> _What this task involves_: Each line from the one that contains "Tag each shaded" down to the last line of the material should be retyped exactly as it stands.
↓
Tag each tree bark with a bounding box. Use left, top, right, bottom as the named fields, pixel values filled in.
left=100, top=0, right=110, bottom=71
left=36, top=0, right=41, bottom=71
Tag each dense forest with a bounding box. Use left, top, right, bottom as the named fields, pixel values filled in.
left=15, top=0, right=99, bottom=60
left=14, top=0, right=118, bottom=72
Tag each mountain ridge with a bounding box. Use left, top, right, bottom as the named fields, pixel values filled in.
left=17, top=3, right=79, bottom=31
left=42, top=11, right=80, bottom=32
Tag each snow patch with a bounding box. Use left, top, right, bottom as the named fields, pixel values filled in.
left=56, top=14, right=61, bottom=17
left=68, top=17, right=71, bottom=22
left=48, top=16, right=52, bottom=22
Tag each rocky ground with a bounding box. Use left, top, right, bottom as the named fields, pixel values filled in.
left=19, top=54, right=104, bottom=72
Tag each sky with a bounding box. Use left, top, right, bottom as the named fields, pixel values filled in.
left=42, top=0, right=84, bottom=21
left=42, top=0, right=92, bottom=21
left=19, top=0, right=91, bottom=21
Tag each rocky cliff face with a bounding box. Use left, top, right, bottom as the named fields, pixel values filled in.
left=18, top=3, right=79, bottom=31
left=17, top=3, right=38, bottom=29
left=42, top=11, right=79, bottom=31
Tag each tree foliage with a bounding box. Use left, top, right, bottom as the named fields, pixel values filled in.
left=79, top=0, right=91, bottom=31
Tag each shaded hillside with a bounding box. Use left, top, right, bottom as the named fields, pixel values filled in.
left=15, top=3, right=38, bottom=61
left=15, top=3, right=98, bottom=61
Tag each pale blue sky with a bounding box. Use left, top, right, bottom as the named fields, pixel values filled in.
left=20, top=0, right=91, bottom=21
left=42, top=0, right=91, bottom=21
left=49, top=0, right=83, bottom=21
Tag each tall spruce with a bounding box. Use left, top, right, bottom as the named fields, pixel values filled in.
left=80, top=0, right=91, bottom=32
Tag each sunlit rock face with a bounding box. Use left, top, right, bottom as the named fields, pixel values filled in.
↑
> _The answer_:
Tag each shaded hillside with a bounding box. Use left, top, right, bottom as the named fields, pixel values filled in.
left=15, top=3, right=38, bottom=61
left=15, top=3, right=98, bottom=61
Tag each pale blue sky with a bounding box. Use left, top, right, bottom as the named fields, pixel values filled in.
left=20, top=0, right=91, bottom=21
left=42, top=0, right=91, bottom=21
left=49, top=0, right=83, bottom=21
Tag each tall spruce with a bounding box. Use left, top, right, bottom as the named fields, pixel values filled in.
left=80, top=0, right=91, bottom=32
Tag each sunlit rock face with a bounding box. Use left, top, right, bottom as the named fields, pixel values filled in.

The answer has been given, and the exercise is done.